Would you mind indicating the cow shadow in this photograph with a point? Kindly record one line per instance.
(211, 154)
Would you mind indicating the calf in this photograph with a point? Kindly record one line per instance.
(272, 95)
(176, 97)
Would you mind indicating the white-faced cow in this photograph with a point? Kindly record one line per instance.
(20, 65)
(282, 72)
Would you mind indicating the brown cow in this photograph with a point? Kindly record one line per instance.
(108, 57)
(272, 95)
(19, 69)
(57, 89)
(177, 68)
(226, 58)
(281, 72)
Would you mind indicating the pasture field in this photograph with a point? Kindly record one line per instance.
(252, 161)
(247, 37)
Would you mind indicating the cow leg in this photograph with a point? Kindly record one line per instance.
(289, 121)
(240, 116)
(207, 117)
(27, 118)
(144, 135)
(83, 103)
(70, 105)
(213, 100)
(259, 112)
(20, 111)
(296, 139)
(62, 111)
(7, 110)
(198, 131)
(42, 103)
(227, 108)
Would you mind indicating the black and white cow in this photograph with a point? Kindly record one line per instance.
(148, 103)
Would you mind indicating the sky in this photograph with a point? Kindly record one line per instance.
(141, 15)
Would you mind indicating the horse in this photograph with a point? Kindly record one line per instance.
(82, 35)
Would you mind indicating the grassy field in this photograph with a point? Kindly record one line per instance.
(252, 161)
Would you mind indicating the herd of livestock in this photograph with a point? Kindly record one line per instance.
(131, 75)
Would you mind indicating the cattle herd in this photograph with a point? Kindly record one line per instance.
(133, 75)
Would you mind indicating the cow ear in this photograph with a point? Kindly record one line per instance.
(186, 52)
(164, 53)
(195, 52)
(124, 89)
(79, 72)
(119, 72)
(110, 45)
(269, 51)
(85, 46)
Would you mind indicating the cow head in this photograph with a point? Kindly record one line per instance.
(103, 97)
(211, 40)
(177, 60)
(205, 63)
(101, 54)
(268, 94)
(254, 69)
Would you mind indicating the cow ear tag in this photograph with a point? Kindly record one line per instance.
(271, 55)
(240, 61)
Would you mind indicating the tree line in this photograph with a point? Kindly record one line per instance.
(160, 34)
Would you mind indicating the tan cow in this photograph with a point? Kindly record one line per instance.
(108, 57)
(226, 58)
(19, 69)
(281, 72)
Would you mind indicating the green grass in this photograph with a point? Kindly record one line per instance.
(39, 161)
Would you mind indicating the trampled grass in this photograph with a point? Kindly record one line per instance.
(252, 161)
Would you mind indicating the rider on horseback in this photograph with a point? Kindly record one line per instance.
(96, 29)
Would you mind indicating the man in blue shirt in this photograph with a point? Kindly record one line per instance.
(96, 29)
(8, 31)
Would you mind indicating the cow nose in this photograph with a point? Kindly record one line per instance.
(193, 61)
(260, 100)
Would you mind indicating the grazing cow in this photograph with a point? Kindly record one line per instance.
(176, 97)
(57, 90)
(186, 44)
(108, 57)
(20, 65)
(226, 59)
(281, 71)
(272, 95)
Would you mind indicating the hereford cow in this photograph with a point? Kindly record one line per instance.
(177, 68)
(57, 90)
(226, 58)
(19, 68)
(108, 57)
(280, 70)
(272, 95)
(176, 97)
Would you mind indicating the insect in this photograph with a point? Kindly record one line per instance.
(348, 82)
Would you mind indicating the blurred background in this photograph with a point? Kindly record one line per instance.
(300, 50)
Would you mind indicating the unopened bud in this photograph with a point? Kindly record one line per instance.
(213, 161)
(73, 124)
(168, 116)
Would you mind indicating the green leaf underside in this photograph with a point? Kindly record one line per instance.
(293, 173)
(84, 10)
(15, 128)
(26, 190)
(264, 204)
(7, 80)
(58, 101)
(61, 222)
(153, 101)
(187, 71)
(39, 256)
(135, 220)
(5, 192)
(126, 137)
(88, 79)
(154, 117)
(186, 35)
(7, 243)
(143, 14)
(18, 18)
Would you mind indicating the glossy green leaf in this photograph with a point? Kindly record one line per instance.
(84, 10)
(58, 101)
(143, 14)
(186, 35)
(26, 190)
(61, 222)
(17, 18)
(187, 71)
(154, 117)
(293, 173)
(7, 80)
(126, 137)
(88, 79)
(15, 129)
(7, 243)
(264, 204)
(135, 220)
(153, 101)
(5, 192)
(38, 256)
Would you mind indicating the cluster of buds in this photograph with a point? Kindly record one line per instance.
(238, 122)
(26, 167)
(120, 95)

○ ○ ○

Give back the data above exactly, so that every line matches.

Would you mind indicating the cow shadow in this photograph with a point? Kindly record one line per instance.
(211, 154)
Would you mind indicating the calf in this photograph with a point? Kindly record one line per instance.
(272, 95)
(176, 97)
Would you mind indicating the white-faced cow in this photograph with a point? Kindly record one line per instance.
(20, 65)
(282, 72)
Would you mind indicating the brown cow in this photograph with a point? Kindly record one line per instance.
(108, 57)
(272, 95)
(19, 69)
(57, 89)
(177, 68)
(226, 58)
(281, 72)
Would you mind indicating the pasture field in this photograph with a point? Kindly record one line per instance.
(252, 161)
(247, 37)
Would you mind indicating the cow leg in this photograph with a point? Kindly record one line per instance.
(289, 121)
(240, 116)
(207, 117)
(27, 118)
(144, 135)
(83, 103)
(70, 105)
(213, 100)
(259, 112)
(20, 111)
(296, 139)
(62, 111)
(7, 110)
(198, 131)
(42, 103)
(227, 108)
Would you mind indicating the black and white cow in this photograph with a point? Kindly record one line per instance.
(148, 103)
Would you mind indicating the sky in this photograph with a point? Kindly record one line per instance.
(141, 15)
Would you mind indicating the horse in this photograph with a point? Kindly record one line per instance.
(82, 35)
Would you mind indicating the grassy field in this photograph with a point? Kindly record one line per instance.
(252, 161)
Would you mind indicating the herd of livestock in this photograph with a point? Kindly record one line per instance.
(131, 75)
Would you mind indicating the cattle herd in this photograph with a point? Kindly record one line per instance.
(133, 75)
Would you mind indicating the cow ear in this photograph with a point? Kindly record one line per instance.
(186, 52)
(164, 53)
(195, 52)
(124, 89)
(79, 72)
(119, 72)
(110, 45)
(269, 51)
(85, 46)
Would you mind indicating the cow head in this photograph with a point? Kindly record one line per instance.
(103, 97)
(211, 40)
(177, 60)
(205, 63)
(101, 54)
(268, 94)
(254, 69)
Would you mind indicating the cow ear tag in this photograph with a point? Kindly record one line per instance.
(271, 55)
(240, 61)
Would you mind indicating the tree line in this photograph with a point? Kindly record one line per instance.
(160, 34)
Would you mind indicating the tan cow in this photograph with a point? Kindly record one line per instance.
(108, 57)
(226, 58)
(19, 69)
(281, 72)
Would you mind indicating the green grass in this photograph with a point? Kindly record one line per instance.
(39, 161)
Would you mind indicating the trampled grass in this photograph with a point? Kindly record one line per instance.
(252, 161)
Would you mind indicating the rider on horseback in this photograph with a point? Kindly record one line per instance.
(96, 29)
Would you mind indicating the man in blue shirt in this photograph with a point? Kindly record one line per instance.
(96, 29)
(8, 31)
Would you mind indicating the cow nose in this photograph with a point? Kindly record one line per instance.
(193, 61)
(260, 100)
Would you mind indicating the grazing cow in this photograph with a point? Kindly record one line per instance.
(176, 97)
(57, 90)
(186, 44)
(108, 57)
(20, 65)
(226, 59)
(281, 71)
(272, 95)
Would you mind indicating the hereford cow in this photograph with a point? Kindly record one line per instance.
(177, 68)
(57, 90)
(226, 58)
(19, 68)
(108, 57)
(280, 70)
(272, 95)
(176, 97)
Would you mind indicating the insect in this photograph with a point? Kindly record one line per instance.
(348, 82)
Would you mind indicating the blurred background in this photograph with a point? Kindly record one line per instance.
(300, 50)
Would you mind indicating the unopened bud in this photograph with a point? Kindly record one line per instance.
(213, 161)
(73, 124)
(168, 116)
Would you mind indicating the green leaf underside in this photograph with a point? Kindly record one line per instance.
(293, 173)
(84, 10)
(15, 128)
(26, 190)
(264, 204)
(7, 80)
(58, 101)
(61, 222)
(153, 101)
(187, 71)
(39, 256)
(135, 220)
(5, 192)
(126, 137)
(88, 79)
(154, 117)
(186, 35)
(7, 243)
(143, 14)
(18, 18)
Would you mind indicating the glossy green leaf in this photograph with a point? Kindly record one line per instance.
(84, 10)
(58, 101)
(143, 14)
(186, 35)
(26, 190)
(61, 222)
(17, 18)
(187, 71)
(154, 117)
(293, 173)
(7, 80)
(126, 137)
(88, 79)
(15, 129)
(7, 243)
(264, 204)
(135, 220)
(153, 101)
(5, 192)
(38, 256)
Would you mind indicating the cluster of buds in this photograph with a point? Kindly record one line per instance.
(238, 122)
(26, 167)
(120, 95)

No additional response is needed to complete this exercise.